Supplied records below:

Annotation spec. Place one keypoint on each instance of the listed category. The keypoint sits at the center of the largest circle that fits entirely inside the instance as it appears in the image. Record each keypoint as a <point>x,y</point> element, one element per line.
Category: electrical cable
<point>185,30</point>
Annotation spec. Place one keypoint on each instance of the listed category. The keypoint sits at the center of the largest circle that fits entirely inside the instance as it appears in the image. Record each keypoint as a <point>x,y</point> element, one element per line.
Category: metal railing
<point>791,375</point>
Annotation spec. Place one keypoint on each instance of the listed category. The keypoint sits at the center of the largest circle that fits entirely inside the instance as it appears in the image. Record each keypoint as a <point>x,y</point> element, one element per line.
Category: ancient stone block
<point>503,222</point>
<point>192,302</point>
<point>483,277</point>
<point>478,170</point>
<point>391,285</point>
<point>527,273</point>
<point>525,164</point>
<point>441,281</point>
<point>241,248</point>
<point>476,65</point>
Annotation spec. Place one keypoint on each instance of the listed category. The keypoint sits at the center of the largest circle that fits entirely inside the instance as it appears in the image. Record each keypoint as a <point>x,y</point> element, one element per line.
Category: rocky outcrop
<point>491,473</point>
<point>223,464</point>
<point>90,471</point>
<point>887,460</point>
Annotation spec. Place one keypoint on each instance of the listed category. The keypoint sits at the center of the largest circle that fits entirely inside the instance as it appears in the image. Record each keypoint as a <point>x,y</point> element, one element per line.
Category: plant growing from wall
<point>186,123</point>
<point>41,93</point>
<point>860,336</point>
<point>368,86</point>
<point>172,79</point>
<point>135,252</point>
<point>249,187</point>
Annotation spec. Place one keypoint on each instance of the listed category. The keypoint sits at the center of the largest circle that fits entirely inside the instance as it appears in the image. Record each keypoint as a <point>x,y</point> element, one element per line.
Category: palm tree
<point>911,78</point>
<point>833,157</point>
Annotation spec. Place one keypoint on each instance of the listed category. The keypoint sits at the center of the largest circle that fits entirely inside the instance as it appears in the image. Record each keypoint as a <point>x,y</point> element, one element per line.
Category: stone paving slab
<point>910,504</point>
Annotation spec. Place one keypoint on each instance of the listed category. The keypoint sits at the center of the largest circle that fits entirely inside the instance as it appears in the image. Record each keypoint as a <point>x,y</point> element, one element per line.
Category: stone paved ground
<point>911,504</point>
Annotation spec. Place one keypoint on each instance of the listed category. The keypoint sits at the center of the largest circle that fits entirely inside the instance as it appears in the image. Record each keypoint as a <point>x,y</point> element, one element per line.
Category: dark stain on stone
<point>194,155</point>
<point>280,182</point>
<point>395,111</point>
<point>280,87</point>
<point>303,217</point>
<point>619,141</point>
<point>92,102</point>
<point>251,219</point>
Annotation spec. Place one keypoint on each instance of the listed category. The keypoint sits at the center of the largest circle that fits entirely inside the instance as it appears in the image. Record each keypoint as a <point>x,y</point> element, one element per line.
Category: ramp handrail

End of Supplied records.

** What you will do **
Going line by line, copy the data above exactly.

** Response below **
Annotation spec. Place one keypoint on each instance of the listed category. The keypoint sits at the center of the largest circle that fits entirely inside the instance as it appears in the image. Record each keypoint as a <point>x,y</point> element, one element per line.
Category: electrical cable
<point>185,30</point>
Annotation spec. Place one keypoint on each instance of the listed category. The keypoint sits at the center of the largest circle that fits entirely inside the instance as it appears in the image. Record each keypoint as a <point>x,y</point> element, one element per line.
Category: metal railing
<point>791,375</point>
Annotation spec. Place one keypoint on each instance of the listed category. The keypoint sits at the center of the largest circle that fits entirely inside the instance as it appears in the image. Record each keypoint as a <point>x,y</point> element, one element per line.
Category: ancient stone block
<point>503,222</point>
<point>192,302</point>
<point>483,277</point>
<point>478,170</point>
<point>391,285</point>
<point>527,273</point>
<point>525,164</point>
<point>441,281</point>
<point>241,248</point>
<point>476,65</point>
Annotation spec. Place one keypoint on each instance of the listed category. The keypoint sits at the center of the largest circle that fits entirely inside the instance as it appears in the image. Record each keypoint as a <point>x,y</point> element, one element per line.
Category: rocky outcrop
<point>491,473</point>
<point>223,464</point>
<point>90,471</point>
<point>887,460</point>
Annotation spec. Place one keypoint on each instance of the listed category. The keypoint sits at the center of the largest circle that fits entirely inside the instance as it appears in the image. Record each keypoint as a <point>x,y</point> element, one element per line.
Category: plant growing from wall
<point>186,123</point>
<point>41,93</point>
<point>860,336</point>
<point>368,86</point>
<point>172,79</point>
<point>135,252</point>
<point>249,187</point>
Annotation spec. Place one keypoint on each instance of the listed category. The keypoint sits at the center of the largest circle that fits entirely inside the instance as it appears in the image. Record each keypoint as a <point>x,y</point> element, one element per line.
Category: palm tree
<point>911,78</point>
<point>833,157</point>
Annotation spec. Place one keypoint on each instance of the listed category. The keypoint sits at the center of the largest circle that fits entirely inside the instance as it appears in the image. Record each keypoint as a <point>x,y</point> element, one element per line.
Category: stone paving slab
<point>910,504</point>
Annotation spec. Place one keypoint on each instance of the listed category. The keypoint sits at the center of the largest circle that fits entirely inside the instance as it appears in the image. Record each keypoint as a <point>x,y</point> element, one element per line.
Category: stone paved ground
<point>911,504</point>
Annotation spec. Place one keypoint on each instance of the listed category. The keypoint sits at the center of the largest circle that fits entirely inside the instance as it appears in the image. Record each keypoint as a <point>x,y</point> element, one element per line.
Category: dark stain on stone
<point>194,155</point>
<point>280,182</point>
<point>395,111</point>
<point>280,87</point>
<point>303,217</point>
<point>619,141</point>
<point>92,102</point>
<point>251,219</point>
Annotation spec. Place one keypoint on each instance of the listed category. The keypoint sits at the center of the largest circle that fits entirely inside the instance as it appears in the image. Record each keypoint as a <point>x,y</point> element, one element per line.
Category: ramp handrail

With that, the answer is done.